▶ _DO THIS_: Change every "marker" in the records to "dot" and keep everything else the same. Leave the pictures out of your answer.

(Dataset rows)
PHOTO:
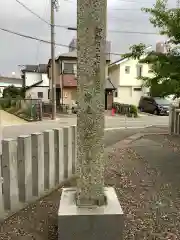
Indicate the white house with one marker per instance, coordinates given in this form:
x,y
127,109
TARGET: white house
x,y
8,81
36,82
123,74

▶ _SOLUTION BELOW_:
PHOTO:
Indicate the white house with one dot per instance, coordinates given in this form:
x,y
127,109
TARGET: white house
x,y
8,81
36,82
123,74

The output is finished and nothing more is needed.